INFORMATION SHOWN ::
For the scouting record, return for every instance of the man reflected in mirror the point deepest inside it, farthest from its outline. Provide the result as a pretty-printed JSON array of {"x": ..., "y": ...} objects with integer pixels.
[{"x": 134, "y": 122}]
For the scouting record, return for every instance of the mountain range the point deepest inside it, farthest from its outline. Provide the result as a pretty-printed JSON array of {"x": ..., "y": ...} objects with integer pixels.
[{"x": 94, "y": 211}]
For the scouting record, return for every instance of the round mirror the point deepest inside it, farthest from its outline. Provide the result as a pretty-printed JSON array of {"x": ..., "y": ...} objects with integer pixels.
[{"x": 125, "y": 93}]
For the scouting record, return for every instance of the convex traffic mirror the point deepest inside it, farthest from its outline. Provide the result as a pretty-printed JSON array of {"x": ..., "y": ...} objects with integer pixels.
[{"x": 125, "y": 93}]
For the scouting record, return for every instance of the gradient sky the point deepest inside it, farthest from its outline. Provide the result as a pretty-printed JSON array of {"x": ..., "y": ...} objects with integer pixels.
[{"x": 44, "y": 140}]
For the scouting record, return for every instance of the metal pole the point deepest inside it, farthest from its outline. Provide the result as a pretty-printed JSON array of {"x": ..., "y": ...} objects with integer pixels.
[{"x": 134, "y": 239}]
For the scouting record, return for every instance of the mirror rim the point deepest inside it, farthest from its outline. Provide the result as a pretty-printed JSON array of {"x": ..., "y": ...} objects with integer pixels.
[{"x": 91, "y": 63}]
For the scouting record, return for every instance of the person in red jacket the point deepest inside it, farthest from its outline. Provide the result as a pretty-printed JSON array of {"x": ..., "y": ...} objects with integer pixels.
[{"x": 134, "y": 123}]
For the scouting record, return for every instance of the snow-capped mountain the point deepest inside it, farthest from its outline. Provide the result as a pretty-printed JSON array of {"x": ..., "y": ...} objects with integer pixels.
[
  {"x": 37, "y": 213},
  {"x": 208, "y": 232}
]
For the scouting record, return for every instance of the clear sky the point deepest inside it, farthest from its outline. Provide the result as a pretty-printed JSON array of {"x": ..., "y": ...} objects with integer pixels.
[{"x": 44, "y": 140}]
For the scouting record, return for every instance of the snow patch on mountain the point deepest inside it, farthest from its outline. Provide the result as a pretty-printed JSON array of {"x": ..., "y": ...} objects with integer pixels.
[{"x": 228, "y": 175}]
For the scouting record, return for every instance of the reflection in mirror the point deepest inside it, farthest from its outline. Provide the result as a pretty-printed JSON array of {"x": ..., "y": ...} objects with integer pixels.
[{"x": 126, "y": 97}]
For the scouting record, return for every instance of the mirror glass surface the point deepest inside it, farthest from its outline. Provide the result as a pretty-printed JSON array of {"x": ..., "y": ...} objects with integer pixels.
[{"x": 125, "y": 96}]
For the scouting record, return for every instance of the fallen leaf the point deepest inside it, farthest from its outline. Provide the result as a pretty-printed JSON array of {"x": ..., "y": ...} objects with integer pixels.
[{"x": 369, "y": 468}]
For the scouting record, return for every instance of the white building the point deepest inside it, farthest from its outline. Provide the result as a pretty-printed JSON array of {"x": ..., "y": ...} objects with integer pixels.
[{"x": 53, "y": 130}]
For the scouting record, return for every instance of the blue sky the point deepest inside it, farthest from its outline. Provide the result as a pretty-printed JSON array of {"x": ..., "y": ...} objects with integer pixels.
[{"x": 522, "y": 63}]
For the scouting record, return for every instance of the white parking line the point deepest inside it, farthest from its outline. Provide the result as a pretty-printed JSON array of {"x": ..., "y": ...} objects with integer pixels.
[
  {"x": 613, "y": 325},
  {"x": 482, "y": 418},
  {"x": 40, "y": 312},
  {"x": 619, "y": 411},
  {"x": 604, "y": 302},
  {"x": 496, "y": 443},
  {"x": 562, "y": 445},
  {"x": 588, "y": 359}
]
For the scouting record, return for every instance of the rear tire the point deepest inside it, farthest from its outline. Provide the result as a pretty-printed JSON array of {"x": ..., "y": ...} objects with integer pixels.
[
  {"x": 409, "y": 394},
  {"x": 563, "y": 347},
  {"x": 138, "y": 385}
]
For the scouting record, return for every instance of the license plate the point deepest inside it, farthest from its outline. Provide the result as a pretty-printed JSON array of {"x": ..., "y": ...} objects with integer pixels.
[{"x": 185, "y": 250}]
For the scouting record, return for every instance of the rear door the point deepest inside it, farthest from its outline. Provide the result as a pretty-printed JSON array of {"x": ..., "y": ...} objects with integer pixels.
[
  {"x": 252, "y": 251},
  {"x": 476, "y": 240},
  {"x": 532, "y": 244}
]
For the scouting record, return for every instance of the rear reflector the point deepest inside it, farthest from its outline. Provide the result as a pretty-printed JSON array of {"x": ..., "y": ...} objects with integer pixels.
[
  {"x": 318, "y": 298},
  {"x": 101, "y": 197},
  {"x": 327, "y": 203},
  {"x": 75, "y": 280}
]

WORK REQUIRED :: Print every record exactly as written.

EXERCISE RESPONSE ::
For the scouting record, return for every instance of the man reflected in mirror the point deepest inside it, farthest from its outline. Provide the result as a pretty-printed JSON array of {"x": ..., "y": ...} objects with integer pixels.
[{"x": 134, "y": 122}]
For the scouting record, return for every instance of the mountain range the point deepest inside it, farthest from its outline. Provide the result as a pretty-printed JSON array of {"x": ..., "y": ...} objects with integer pixels.
[{"x": 94, "y": 211}]
For the scouting record, return for every instance of the round mirror the point deepest inside it, farthest from its outline. Provide the result as a pretty-printed JSON array of {"x": ..., "y": ...} objects with integer pixels.
[{"x": 125, "y": 93}]
For the scouting record, return for every instance of the convex traffic mirror the point deepest inside it, farthest from its outline. Provide the result as a pretty-printed JSON array of {"x": ..., "y": ...} objects with integer pixels.
[{"x": 125, "y": 93}]
For the scouting record, return for every instance of the gradient sky the point deepest inside it, farthest from its outline. Provide the result as a pretty-printed JSON array of {"x": ..., "y": ...} objects with integer pixels.
[{"x": 44, "y": 140}]
For the scouting record, return for every instance of the metal pole the point deepest inside it, farthest from its outline. Provide the result as a pretty-printed JSON array of {"x": ..., "y": ...} objects with integer pixels.
[{"x": 134, "y": 239}]
For the scouting record, return for every instance of the mirror rim the point deepest inside it, farthest from its outline. Provide the result as a pretty-printed JSON array of {"x": ..., "y": ...} objects with integer pixels.
[{"x": 91, "y": 63}]
For the scouting record, return for every instance of the person in red jacket the point deepest inside it, farthest from its outline. Provide the result as a pretty-printed JSON array of {"x": ..., "y": ...} objects with integer pixels.
[{"x": 134, "y": 123}]
For the scouting record, return for every instance of the snow-capped mountain the point deepest inside it, farthest from its outline. Provide the result as a pretty-printed JSON array of {"x": ..., "y": ...} objects with integer pixels.
[
  {"x": 37, "y": 213},
  {"x": 208, "y": 232}
]
For the scouting record, return for every instance of the clear sky the point deepest inside it, farthest from its outline. Provide the result as a pretty-printed JSON array of {"x": ..., "y": ...} objects with integer pixels.
[{"x": 44, "y": 140}]
For the scouting record, return for every instance of the snow patch on mountain the point deepest inside it, farthest from its outline. Provide the result as a pretty-printed JSON array of {"x": ..., "y": ...} objects with integer pixels.
[{"x": 228, "y": 175}]
For the scouting record, return for every instance of the reflection in mirror the point deepest inside it, farthest from its outline. Provide the result as a pretty-printed JSON array of {"x": ..., "y": ...} objects with integer pixels.
[{"x": 126, "y": 97}]
For the scouting record, return for every instance of the mirror glass surface the point deepest inside it, farthest from its outline. Provide the result as a pretty-printed JSON array of {"x": ..., "y": ...} objects with integer pixels.
[{"x": 125, "y": 96}]
For the scouting record, return for every instance of the fallen leaf the point deepest inside it, farthest from its outline. Provide the result as a pretty-printed JSON array of {"x": ..., "y": ...} objects with integer pixels.
[{"x": 369, "y": 468}]
For the scouting record, return for every instance of the white building the point deepest inside it, farthest from its outline. Provide the result as a pretty-printed JSON array of {"x": ..., "y": ...} objects with integer pixels.
[{"x": 53, "y": 130}]
For the scouting record, return for every instance of the blue sky the point deepest inside it, farthest from its outline. Provide the result as a pretty-printed JSON array of {"x": ..., "y": ...} objects with integer pixels.
[{"x": 522, "y": 63}]
For the scouting record, return for every instance of the white parking line the point deepest inside it, farthest from its outline. Provide the result as a pretty-printed JSON array of {"x": ..., "y": ...} objects with integer pixels.
[
  {"x": 613, "y": 325},
  {"x": 482, "y": 418},
  {"x": 40, "y": 312},
  {"x": 619, "y": 411},
  {"x": 604, "y": 302},
  {"x": 496, "y": 443},
  {"x": 562, "y": 445},
  {"x": 588, "y": 359}
]
For the scouting record, return for every instance of the rear tire the point deepest inside it, farthest from its outline. Provide the result as a pretty-printed JSON array of {"x": ..., "y": ...} objects with integer pixels.
[
  {"x": 409, "y": 394},
  {"x": 563, "y": 347},
  {"x": 138, "y": 385}
]
For the scouting record, return for every instance of the license plate the point deepest inside it, farthest from its outline. Provide the result as a pretty-printed JSON array of {"x": ..., "y": ...} objects with integer pixels.
[{"x": 185, "y": 250}]
For the scouting record, return for every instance of the rear door the point deepest inside it, farthest from its outline. Provide the result as a pretty-printed JSON array of {"x": ..., "y": ...} objects with integer pixels.
[
  {"x": 252, "y": 251},
  {"x": 476, "y": 240},
  {"x": 532, "y": 244}
]
For the scouting record, return for every instance of the rear reflector the point deepest inside it, farthest from its outline. Provide the result as a pretty-printed JSON array of {"x": ..., "y": ...} objects with integer pixels.
[
  {"x": 318, "y": 298},
  {"x": 101, "y": 197},
  {"x": 327, "y": 203},
  {"x": 75, "y": 280}
]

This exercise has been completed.